WHAT IS NEEDED: From the data below, return only the lines from the one with "Check that every instance of the narrow" through the one with "column 243, row 24", exact and inclusive, with pictures left out.

INFORMATION GIVEN:
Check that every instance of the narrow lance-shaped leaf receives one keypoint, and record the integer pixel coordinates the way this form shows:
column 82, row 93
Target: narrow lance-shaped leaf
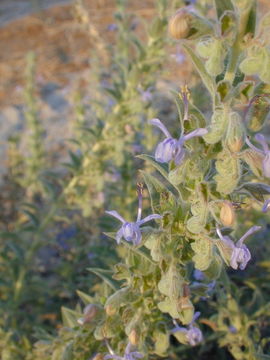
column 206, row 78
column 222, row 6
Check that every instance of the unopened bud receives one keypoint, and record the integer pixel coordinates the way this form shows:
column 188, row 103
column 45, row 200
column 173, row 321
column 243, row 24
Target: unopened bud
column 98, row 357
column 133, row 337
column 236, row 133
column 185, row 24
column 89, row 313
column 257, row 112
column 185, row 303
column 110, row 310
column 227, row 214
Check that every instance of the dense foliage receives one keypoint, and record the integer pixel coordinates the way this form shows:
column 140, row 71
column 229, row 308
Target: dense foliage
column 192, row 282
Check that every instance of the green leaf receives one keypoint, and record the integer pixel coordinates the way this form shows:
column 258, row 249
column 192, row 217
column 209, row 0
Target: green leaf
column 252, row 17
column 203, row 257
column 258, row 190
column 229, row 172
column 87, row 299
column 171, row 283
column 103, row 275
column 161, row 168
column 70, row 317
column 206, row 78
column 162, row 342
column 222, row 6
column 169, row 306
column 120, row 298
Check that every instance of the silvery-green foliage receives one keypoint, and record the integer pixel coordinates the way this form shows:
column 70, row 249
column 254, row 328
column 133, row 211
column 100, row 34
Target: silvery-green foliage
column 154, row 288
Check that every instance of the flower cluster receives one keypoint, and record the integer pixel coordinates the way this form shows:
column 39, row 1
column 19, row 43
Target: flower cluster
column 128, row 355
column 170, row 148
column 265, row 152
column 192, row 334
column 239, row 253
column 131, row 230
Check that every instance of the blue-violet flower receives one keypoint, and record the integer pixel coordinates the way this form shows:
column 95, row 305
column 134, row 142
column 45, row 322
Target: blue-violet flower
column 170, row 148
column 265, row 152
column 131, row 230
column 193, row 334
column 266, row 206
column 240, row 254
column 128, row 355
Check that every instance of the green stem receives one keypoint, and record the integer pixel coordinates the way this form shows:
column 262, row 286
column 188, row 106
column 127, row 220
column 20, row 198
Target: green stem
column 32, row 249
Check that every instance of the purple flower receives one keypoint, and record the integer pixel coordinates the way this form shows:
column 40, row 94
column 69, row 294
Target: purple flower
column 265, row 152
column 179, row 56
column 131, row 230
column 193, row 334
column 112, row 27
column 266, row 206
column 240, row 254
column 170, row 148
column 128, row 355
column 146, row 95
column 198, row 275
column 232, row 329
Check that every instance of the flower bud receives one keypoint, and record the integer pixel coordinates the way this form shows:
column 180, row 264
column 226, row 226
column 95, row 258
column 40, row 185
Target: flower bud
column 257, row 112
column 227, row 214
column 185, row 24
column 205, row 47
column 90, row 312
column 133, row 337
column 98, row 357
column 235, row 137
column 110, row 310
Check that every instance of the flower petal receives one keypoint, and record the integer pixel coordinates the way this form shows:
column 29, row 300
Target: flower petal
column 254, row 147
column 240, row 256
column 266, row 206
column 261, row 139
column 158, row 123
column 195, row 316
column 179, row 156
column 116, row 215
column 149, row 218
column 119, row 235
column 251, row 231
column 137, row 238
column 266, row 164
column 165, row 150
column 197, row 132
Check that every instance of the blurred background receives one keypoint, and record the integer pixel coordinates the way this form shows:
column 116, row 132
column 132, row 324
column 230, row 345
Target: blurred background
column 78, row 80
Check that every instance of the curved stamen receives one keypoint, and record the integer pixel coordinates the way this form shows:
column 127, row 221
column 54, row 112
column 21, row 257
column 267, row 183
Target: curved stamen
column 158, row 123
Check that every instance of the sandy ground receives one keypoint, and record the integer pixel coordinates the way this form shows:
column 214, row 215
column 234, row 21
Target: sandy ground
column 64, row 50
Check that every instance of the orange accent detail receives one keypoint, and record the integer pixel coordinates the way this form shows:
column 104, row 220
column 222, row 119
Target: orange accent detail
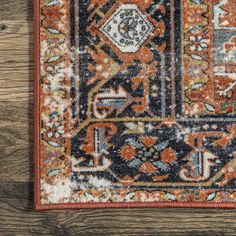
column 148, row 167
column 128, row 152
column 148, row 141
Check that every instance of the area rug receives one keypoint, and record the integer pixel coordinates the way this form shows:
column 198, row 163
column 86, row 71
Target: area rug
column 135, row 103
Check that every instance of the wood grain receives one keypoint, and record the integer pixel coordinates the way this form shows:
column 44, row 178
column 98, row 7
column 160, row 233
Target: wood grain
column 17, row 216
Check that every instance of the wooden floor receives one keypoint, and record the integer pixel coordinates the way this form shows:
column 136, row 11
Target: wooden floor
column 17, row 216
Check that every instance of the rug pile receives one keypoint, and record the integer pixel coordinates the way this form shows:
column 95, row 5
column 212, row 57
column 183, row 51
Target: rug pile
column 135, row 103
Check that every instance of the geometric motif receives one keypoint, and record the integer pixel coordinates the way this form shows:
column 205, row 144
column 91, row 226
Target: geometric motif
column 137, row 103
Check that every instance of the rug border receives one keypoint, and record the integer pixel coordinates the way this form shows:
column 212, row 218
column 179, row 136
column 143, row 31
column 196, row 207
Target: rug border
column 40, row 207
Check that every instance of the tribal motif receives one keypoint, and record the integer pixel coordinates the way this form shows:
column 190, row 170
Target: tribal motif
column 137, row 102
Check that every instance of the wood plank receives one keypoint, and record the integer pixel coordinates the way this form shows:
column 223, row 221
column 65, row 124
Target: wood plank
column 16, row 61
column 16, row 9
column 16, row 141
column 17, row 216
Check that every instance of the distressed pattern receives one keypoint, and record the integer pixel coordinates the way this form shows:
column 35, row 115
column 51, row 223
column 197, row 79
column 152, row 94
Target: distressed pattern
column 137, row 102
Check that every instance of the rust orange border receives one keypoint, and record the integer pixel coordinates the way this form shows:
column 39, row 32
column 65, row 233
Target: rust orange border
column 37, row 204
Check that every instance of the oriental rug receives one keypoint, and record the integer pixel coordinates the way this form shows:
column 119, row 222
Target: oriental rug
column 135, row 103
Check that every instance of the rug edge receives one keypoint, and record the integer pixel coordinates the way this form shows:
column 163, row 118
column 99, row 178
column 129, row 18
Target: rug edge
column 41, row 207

==

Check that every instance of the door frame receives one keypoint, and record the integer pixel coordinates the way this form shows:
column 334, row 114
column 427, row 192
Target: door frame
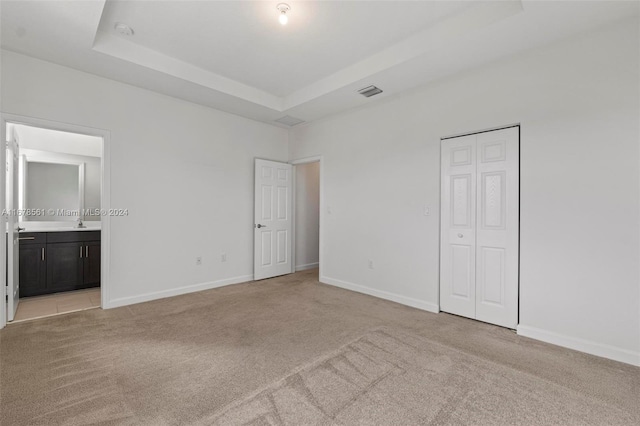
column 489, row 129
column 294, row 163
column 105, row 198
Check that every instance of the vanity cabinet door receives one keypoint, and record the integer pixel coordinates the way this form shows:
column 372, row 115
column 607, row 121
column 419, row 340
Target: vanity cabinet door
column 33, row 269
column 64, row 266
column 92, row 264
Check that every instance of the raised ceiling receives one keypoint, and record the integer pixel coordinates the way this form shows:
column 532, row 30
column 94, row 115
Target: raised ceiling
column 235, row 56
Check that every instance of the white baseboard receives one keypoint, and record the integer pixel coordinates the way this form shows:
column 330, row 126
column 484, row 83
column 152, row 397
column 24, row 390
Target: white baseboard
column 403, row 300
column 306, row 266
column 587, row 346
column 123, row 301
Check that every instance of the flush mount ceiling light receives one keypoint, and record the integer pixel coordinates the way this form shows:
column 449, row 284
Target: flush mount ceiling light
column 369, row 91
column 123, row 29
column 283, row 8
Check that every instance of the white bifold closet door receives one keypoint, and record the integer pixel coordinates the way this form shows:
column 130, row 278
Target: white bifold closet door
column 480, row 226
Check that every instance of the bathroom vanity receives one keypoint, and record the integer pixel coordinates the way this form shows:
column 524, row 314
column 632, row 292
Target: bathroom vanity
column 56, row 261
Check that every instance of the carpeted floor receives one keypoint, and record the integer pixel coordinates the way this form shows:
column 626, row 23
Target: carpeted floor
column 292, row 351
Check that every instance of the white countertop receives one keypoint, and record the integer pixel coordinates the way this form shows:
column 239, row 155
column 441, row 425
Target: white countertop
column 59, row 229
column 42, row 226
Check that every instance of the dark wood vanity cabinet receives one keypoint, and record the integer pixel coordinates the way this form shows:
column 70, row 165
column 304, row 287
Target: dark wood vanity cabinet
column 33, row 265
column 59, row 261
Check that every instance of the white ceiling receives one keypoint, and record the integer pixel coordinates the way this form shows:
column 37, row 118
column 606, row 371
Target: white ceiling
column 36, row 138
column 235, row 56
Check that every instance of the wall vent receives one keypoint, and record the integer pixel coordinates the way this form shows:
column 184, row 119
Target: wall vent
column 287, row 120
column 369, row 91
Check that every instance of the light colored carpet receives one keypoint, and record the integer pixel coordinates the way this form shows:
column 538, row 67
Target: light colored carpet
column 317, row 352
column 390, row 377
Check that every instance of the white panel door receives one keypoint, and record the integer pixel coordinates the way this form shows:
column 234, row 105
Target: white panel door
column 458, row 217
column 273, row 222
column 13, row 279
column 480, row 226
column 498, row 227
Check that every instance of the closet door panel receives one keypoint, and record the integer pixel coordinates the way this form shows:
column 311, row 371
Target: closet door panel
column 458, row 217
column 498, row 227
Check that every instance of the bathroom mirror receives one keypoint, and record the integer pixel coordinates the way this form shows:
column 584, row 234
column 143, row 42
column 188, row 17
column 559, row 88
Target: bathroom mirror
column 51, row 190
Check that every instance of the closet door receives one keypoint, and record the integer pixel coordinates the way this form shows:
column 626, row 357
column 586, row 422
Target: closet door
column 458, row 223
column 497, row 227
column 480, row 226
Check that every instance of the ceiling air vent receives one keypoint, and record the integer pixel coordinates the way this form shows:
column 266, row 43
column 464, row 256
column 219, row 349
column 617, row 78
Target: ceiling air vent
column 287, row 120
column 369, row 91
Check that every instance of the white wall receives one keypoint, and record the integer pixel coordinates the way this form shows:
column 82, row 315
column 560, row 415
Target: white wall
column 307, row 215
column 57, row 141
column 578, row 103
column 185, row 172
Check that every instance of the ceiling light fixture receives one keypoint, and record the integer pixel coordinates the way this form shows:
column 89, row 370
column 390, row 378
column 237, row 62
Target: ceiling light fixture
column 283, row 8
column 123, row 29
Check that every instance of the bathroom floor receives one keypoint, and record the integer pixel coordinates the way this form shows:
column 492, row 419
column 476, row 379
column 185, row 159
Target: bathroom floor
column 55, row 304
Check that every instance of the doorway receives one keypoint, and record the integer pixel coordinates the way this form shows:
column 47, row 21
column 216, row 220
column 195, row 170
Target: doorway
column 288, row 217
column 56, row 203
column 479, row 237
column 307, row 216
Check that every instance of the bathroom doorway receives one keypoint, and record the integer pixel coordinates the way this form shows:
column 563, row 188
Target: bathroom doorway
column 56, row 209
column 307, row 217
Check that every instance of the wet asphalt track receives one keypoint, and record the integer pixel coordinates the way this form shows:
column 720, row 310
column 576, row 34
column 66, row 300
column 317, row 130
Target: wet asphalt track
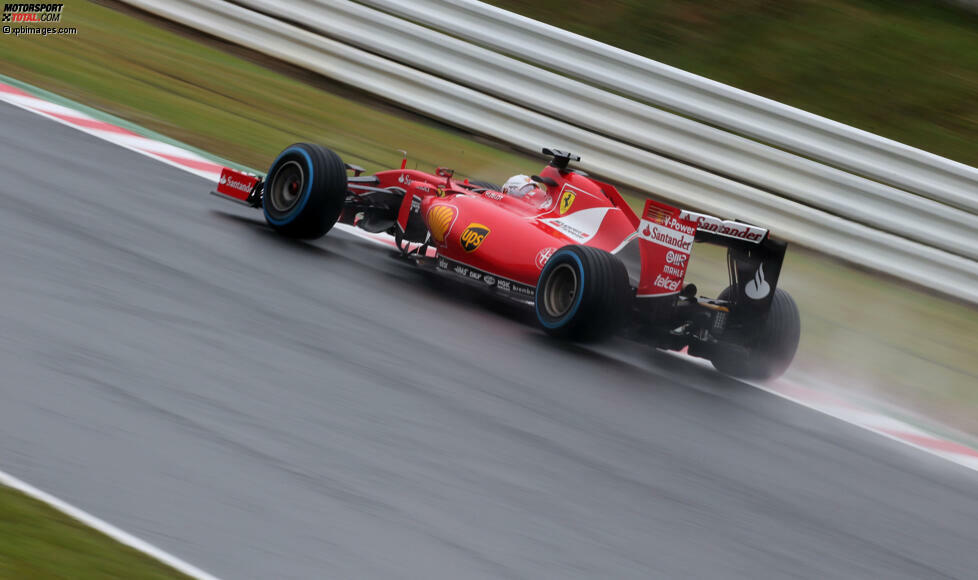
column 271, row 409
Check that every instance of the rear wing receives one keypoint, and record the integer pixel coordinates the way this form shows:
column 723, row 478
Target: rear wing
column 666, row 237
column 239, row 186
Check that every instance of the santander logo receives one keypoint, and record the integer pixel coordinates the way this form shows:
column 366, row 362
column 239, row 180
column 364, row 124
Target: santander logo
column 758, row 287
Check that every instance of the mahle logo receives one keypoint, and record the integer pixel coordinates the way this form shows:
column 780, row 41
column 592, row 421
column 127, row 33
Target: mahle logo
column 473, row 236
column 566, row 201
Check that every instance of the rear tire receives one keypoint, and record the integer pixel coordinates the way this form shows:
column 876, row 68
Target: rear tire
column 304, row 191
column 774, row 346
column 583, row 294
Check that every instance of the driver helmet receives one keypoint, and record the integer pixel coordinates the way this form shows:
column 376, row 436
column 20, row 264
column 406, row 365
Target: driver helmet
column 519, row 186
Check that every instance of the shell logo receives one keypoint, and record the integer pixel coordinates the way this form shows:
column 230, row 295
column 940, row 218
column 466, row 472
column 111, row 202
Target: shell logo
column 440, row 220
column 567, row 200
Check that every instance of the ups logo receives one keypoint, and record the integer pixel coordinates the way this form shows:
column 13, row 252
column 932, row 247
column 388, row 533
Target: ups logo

* * *

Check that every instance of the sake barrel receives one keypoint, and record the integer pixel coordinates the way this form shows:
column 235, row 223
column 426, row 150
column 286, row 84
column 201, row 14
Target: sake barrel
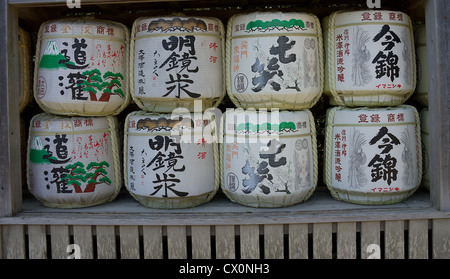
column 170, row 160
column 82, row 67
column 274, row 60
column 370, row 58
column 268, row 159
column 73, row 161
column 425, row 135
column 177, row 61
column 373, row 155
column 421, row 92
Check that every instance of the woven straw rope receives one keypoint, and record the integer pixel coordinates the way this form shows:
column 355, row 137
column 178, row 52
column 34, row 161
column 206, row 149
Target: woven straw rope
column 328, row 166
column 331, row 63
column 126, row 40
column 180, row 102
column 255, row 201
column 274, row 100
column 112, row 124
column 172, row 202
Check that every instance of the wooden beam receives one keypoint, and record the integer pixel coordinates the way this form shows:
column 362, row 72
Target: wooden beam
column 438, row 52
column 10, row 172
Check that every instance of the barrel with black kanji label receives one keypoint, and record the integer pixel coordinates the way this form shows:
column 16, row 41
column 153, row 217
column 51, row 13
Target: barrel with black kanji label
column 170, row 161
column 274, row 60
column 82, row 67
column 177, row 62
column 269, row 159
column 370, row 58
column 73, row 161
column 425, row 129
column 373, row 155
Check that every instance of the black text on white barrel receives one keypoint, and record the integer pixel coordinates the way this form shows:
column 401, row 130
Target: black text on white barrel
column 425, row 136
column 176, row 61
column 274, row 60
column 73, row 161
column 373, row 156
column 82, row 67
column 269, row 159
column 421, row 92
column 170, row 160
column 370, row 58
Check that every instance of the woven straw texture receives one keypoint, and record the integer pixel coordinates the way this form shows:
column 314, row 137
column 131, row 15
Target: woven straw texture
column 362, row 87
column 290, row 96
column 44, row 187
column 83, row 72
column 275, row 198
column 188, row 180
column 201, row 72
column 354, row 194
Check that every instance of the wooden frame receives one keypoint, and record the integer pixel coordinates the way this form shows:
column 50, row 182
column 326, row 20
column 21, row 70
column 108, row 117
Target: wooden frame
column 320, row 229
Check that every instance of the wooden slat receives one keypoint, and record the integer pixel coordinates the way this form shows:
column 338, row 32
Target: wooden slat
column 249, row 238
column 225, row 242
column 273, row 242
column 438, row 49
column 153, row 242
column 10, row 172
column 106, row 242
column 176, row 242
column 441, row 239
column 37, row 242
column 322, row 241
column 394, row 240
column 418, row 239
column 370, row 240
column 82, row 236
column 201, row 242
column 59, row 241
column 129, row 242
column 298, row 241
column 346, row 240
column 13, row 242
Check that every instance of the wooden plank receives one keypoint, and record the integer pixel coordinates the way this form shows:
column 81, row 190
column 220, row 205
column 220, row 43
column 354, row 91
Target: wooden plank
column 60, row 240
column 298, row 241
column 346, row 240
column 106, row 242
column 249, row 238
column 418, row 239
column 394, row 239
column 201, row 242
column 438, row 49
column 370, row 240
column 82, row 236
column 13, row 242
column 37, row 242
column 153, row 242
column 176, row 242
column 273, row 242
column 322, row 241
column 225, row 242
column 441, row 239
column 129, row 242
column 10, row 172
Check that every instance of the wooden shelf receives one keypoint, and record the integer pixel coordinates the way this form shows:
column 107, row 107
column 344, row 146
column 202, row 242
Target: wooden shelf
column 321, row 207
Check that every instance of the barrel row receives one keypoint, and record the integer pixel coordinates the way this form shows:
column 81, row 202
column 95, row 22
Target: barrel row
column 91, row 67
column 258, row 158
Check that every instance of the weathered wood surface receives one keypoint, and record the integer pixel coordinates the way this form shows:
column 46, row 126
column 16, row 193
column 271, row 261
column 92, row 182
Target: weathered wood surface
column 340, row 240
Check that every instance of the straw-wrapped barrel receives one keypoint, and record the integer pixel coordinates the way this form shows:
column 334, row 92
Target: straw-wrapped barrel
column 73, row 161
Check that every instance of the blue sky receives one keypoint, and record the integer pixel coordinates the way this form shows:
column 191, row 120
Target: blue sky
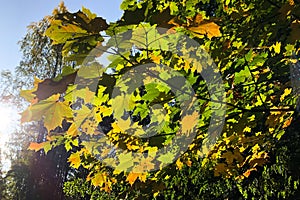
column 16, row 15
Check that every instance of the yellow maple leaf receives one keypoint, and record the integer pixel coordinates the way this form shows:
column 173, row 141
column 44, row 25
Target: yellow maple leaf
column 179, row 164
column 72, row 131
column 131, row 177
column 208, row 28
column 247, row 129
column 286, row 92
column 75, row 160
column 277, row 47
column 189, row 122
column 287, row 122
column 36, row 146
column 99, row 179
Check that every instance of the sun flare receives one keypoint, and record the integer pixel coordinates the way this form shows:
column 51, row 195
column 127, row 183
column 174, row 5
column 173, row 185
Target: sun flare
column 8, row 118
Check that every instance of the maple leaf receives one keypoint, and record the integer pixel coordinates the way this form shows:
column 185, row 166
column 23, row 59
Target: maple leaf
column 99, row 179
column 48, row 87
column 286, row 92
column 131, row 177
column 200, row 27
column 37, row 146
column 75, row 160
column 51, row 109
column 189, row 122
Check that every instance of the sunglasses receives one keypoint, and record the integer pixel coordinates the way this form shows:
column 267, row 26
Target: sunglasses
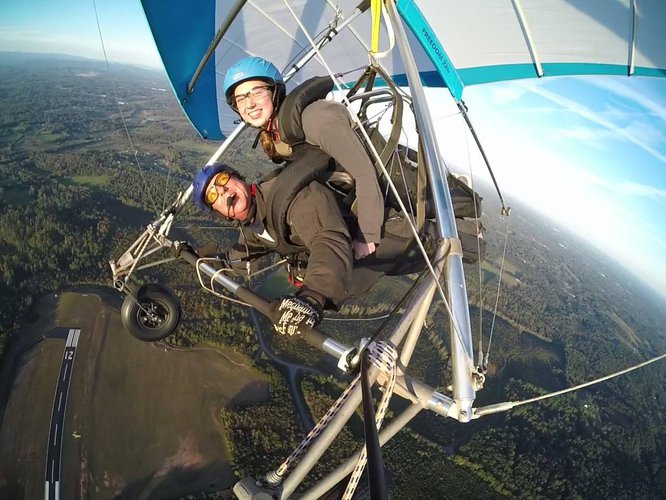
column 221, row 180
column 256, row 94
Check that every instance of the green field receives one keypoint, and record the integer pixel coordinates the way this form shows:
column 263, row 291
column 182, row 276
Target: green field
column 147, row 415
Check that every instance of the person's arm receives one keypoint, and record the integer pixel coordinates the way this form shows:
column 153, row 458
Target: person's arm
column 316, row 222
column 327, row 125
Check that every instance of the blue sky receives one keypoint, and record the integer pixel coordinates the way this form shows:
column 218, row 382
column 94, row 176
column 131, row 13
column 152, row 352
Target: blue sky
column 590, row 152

EXERCISE RESULT:
Check that every instance of the narrow lance-shaped leaf receives one keypoint, and record the integer pixel coordinates the way this form shows:
column 82, row 93
Target: narrow lance-shaped leaf
column 206, row 78
column 222, row 6
Check that every instance of the unopened bud receives one keypoint, and record the integer pixel coordinates the way this form shows:
column 188, row 103
column 45, row 200
column 173, row 321
column 243, row 24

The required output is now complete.